Copy out all of the records, exactly as they appear.

**Stored data entries:**
------

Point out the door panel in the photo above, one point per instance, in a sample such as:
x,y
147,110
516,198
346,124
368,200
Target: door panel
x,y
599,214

------

**Exercise answer:**
Point out the door panel in the photo above, one point per instance, in a sample such as:
x,y
147,110
516,198
346,124
368,200
Target: door panel
x,y
599,214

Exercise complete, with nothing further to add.